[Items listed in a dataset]
=======

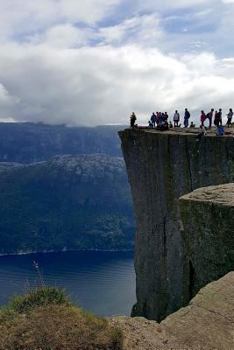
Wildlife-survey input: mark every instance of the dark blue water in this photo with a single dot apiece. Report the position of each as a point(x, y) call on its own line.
point(101, 282)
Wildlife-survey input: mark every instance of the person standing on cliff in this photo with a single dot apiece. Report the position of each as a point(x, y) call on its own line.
point(209, 116)
point(202, 118)
point(186, 118)
point(132, 120)
point(229, 115)
point(176, 119)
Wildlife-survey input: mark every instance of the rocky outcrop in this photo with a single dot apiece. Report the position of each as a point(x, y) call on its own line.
point(208, 220)
point(206, 324)
point(163, 166)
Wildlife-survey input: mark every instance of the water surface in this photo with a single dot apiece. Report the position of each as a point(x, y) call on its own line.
point(102, 282)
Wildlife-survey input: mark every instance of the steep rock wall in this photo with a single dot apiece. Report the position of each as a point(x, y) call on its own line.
point(205, 324)
point(208, 220)
point(162, 166)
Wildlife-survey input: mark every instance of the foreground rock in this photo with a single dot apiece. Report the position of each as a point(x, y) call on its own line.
point(206, 324)
point(208, 220)
point(163, 166)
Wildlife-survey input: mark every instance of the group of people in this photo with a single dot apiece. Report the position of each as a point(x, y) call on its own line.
point(160, 121)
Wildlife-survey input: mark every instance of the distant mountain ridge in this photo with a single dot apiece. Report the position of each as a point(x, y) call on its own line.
point(66, 203)
point(31, 142)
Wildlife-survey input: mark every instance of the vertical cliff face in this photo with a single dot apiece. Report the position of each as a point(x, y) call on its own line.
point(162, 166)
point(208, 221)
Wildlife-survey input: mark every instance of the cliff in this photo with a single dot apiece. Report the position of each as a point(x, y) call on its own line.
point(163, 166)
point(208, 220)
point(206, 324)
point(66, 203)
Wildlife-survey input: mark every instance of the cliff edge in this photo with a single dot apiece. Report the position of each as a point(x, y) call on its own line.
point(206, 324)
point(162, 167)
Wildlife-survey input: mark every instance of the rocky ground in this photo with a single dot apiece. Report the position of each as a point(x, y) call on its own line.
point(206, 324)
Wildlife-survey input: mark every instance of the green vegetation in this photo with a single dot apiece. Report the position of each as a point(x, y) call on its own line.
point(44, 319)
point(67, 203)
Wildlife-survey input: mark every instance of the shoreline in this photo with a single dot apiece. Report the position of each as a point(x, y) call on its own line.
point(67, 251)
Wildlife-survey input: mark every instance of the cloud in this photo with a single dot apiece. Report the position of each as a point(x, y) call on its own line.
point(95, 85)
point(95, 62)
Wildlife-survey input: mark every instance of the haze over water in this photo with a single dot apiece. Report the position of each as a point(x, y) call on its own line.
point(101, 282)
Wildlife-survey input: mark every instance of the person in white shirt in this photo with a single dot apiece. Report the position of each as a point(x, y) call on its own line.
point(229, 115)
point(176, 119)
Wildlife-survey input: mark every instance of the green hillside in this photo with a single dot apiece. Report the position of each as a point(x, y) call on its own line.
point(67, 203)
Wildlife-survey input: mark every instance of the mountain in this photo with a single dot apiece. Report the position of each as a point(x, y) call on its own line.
point(30, 142)
point(68, 202)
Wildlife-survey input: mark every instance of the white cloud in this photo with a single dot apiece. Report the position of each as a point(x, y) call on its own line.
point(72, 62)
point(19, 18)
point(104, 84)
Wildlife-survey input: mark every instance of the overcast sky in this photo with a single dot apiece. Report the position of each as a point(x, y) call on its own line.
point(93, 62)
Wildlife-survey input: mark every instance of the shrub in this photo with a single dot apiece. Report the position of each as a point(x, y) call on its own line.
point(37, 321)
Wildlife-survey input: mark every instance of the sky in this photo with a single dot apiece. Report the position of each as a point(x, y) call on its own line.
point(93, 62)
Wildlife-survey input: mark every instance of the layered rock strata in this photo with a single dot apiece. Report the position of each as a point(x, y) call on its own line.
point(208, 220)
point(206, 324)
point(163, 166)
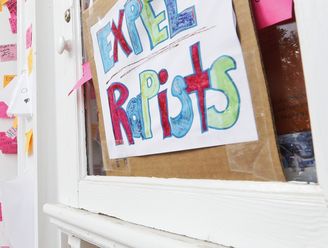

=======

Begin at the line with "Wildlife-survey input: mark every instance of the person in" and retype exactly every line through the last one of the entries above, both included, and nothing more; pictures stay out.

Wildlife-survey input: mark every instance of the person in white shirt in this photo with a single dot apiece. Report the position of each as a point(x, y) call on its own line.
point(229, 115)
point(176, 119)
Wildlife-survey input: mark every instance of the green hillside in this photo with a single dot apiece. Report the position of each as a point(x, y) call on its own line.
point(67, 203)
Wildlife-survey input: mark every instance of the mountain in this photo with a single dot apiece. Report the position of each as a point(x, y) call on its own line.
point(30, 142)
point(68, 202)
Wildlife-survey input: mark every instance of the white cloud in this photo with a single dot apiece. Report the position of each as a point(x, y) call on its own line.
point(72, 62)
point(19, 18)
point(104, 84)
Wildlife-survey input: mark every instance of the overcast sky in this photo with a single dot apiece. Report the position of each as a point(x, y) call on its own line.
point(93, 62)
Wildlife-survey input: mark every instance of the shrub in this photo with a single dot apiece. Report the position of each as a point(x, y) call on its own line.
point(37, 321)
Wildlife-survey input: mark every instance of the sky in this photo with a single dot apiece. Report the position of each as a point(x, y) call on its own line.
point(93, 62)
Wildlife-survey input: mark every instance of the layered rock strata in this photo with a single dot apiece. Report the position of each as a point(x, y) call on its own line.
point(208, 220)
point(206, 324)
point(163, 166)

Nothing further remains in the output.